Saved data entries:
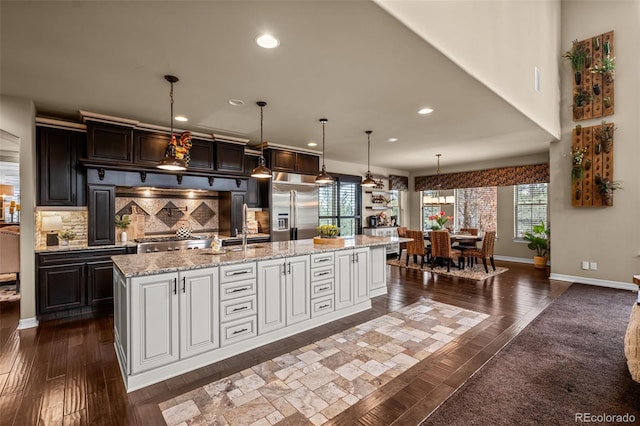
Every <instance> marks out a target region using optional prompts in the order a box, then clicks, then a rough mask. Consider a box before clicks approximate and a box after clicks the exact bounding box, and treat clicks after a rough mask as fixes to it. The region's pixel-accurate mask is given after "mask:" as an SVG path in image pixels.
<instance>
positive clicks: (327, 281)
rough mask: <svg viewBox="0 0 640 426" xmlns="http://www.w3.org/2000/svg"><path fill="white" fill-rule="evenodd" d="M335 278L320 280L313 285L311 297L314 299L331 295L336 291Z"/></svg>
mask: <svg viewBox="0 0 640 426" xmlns="http://www.w3.org/2000/svg"><path fill="white" fill-rule="evenodd" d="M334 284H335V282H334V280H333V279H330V280H324V281H318V282H317V283H313V284H312V285H311V298H312V299H314V298H316V297H319V296H325V295H330V294H333V293H334Z"/></svg>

Directions for this task: Print the data above exactly, from its first line to the line bearing "positive clicks: (327, 281)" inclusive, and keep pictures out of the result.

Task result:
Every <instance> marks out a target region using optional prompts in the order a box, then clicks, then a rough mask. Consider a box before clicks approximate and a box after clicks the exact bounding box, and treat clicks after a rough mask as fixes to it. The region's pixel-accurate mask is given after "mask:" as an SVG path in image pixels.
<instance>
positive clicks: (327, 281)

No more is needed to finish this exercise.